Reproduce the records below exactly from their first line through the line containing "search_term black duffel bag", omitting all pictures.

═══ Material to process

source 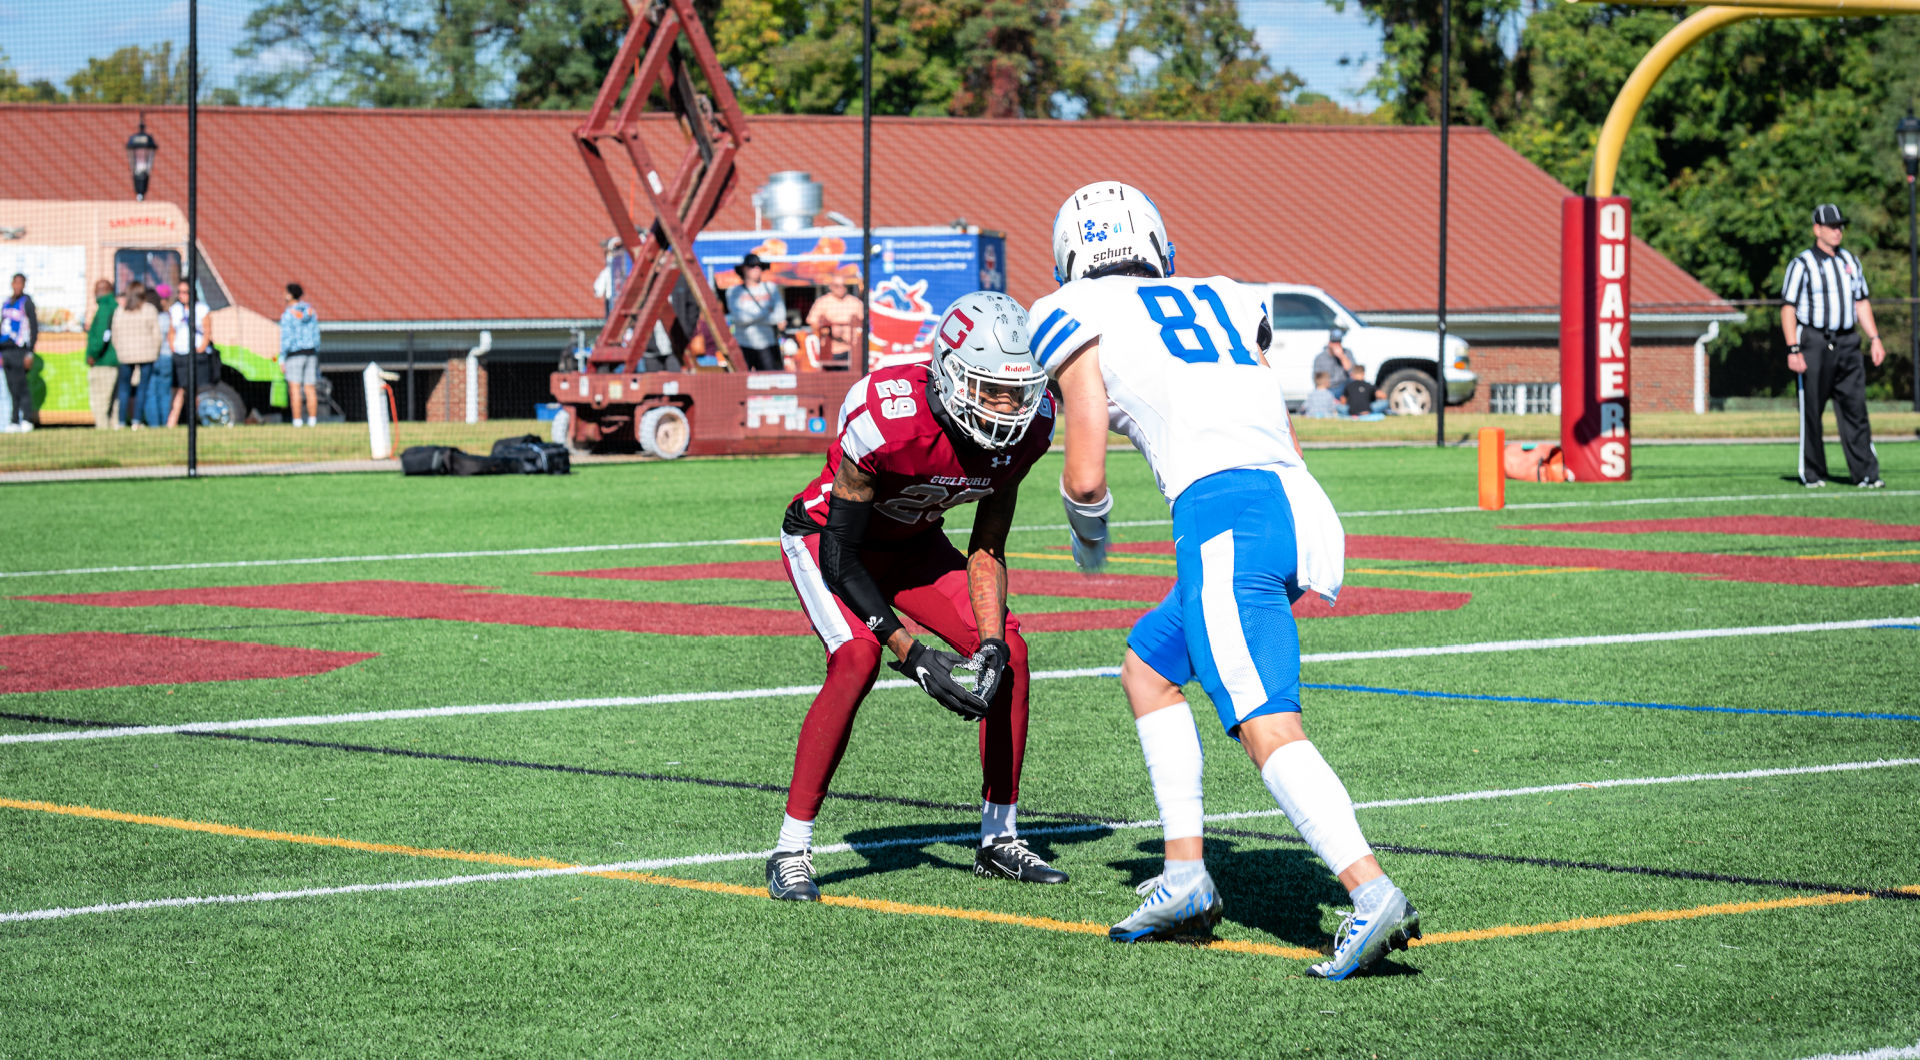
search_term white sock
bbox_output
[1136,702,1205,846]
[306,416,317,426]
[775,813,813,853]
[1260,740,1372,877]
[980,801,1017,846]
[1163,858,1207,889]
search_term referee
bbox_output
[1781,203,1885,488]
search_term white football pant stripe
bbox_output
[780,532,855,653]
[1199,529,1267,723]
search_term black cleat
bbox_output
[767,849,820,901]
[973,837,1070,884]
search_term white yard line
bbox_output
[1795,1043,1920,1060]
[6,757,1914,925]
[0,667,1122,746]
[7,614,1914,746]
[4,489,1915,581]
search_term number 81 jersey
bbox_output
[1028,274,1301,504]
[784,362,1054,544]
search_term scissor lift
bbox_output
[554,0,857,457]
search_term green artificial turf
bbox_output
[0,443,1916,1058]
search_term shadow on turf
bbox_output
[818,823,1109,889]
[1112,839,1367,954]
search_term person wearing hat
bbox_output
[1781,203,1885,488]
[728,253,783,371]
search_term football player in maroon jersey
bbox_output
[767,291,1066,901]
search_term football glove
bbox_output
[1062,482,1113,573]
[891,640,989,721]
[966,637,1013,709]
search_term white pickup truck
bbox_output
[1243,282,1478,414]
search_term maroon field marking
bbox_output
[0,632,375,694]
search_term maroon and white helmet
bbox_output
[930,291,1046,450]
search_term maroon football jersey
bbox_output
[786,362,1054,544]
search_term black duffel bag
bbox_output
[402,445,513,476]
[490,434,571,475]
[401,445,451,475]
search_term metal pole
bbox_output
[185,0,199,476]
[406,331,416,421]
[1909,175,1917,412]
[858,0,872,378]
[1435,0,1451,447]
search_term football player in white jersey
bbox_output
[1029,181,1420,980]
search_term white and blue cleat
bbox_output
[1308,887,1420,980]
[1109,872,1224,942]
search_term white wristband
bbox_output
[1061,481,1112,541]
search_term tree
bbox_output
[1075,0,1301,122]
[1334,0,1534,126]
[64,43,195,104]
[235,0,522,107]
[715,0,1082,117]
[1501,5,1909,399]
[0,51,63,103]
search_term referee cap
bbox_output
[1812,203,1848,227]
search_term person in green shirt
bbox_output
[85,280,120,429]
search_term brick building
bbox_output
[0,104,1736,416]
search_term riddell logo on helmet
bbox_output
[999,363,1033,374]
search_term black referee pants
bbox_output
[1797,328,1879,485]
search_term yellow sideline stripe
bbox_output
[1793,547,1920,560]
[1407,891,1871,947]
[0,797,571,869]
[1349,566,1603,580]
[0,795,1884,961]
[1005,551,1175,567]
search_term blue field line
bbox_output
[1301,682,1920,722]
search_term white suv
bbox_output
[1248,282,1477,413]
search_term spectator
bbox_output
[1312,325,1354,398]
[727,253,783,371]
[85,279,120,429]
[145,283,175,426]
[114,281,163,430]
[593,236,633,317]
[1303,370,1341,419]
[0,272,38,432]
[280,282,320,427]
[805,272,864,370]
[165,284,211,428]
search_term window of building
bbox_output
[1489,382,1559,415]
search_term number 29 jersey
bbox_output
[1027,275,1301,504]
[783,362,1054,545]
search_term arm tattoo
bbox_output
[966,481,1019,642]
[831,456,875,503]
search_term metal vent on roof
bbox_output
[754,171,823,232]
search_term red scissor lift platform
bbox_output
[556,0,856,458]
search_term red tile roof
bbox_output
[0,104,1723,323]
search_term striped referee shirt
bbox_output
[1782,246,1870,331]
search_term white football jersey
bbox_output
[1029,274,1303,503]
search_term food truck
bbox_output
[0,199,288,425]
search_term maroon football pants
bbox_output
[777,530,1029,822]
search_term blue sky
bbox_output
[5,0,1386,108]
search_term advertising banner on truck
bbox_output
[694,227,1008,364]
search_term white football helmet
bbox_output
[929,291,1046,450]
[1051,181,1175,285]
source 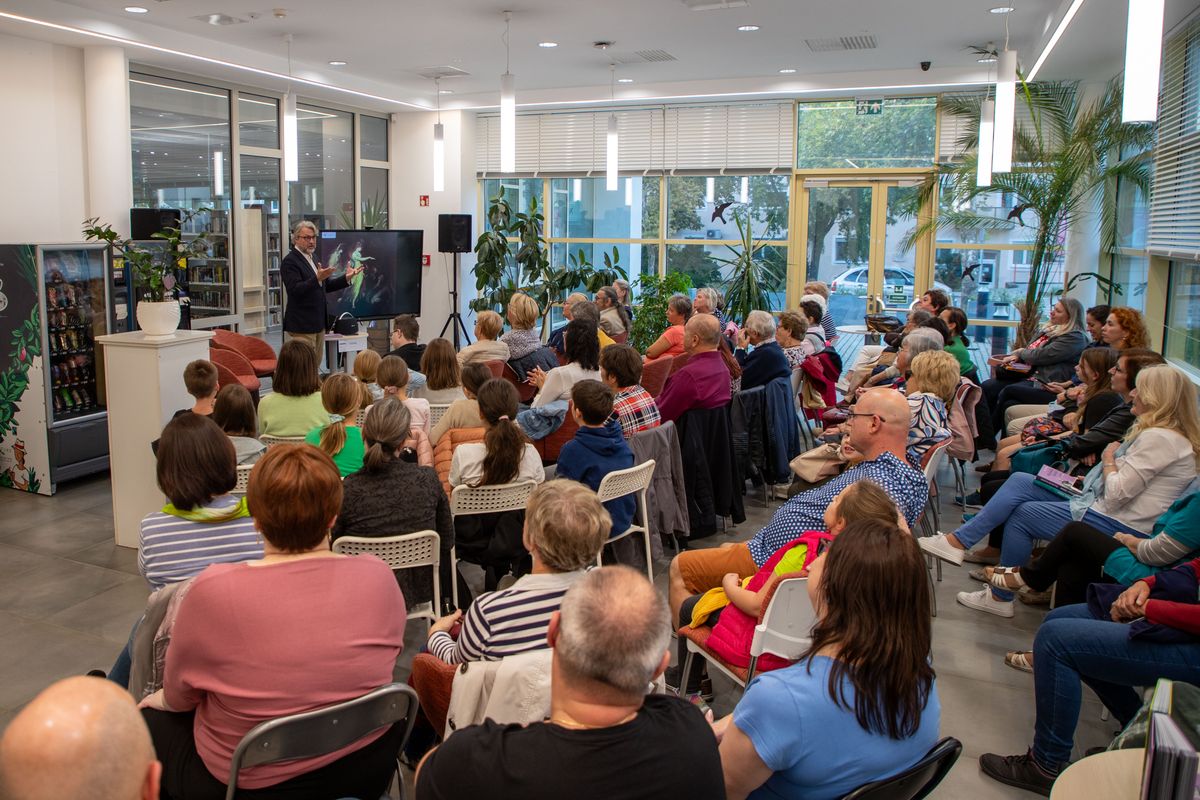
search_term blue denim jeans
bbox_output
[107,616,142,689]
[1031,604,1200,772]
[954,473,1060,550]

══════

** Output for this task **
source 
search_term white sock
bbox_output
[1136,702,1205,846]
[306,416,317,426]
[775,813,813,853]
[1260,740,1372,877]
[980,801,1017,846]
[1163,858,1207,889]
search_term referee
bbox_output
[1781,203,1885,488]
search_term white football pant stripe
bbox_output
[780,532,855,653]
[1199,529,1267,723]
search_term black cleat
bbox_output
[767,849,820,901]
[973,837,1070,884]
search_term white yard line
bbox_output
[1795,1043,1920,1060]
[6,757,1914,925]
[0,667,1122,746]
[7,614,1914,746]
[4,489,1915,581]
search_term number 81 jersey
bbox_output
[1028,274,1301,504]
[784,362,1054,544]
search_term scissor lift
bbox_output
[554,0,857,457]
search_term green artificial turf
bbox_output
[0,443,1916,1058]
search_term shadow on turf
bbox_output
[818,823,1109,889]
[1112,839,1367,954]
search_term person wearing hat
bbox_output
[1781,203,1885,488]
[728,253,783,371]
search_term football player in maroon jersey
bbox_output
[767,291,1066,901]
search_term football glove
bbox_output
[1062,482,1113,573]
[891,640,989,721]
[966,637,1013,709]
search_term white pickup truck
bbox_output
[1243,282,1478,414]
search_term maroon field marking
bbox_output
[0,632,375,694]
search_term maroon and white helmet
bbox_output
[930,291,1046,450]
search_term maroon football jersey
bbox_output
[786,362,1054,544]
search_term black duffel bag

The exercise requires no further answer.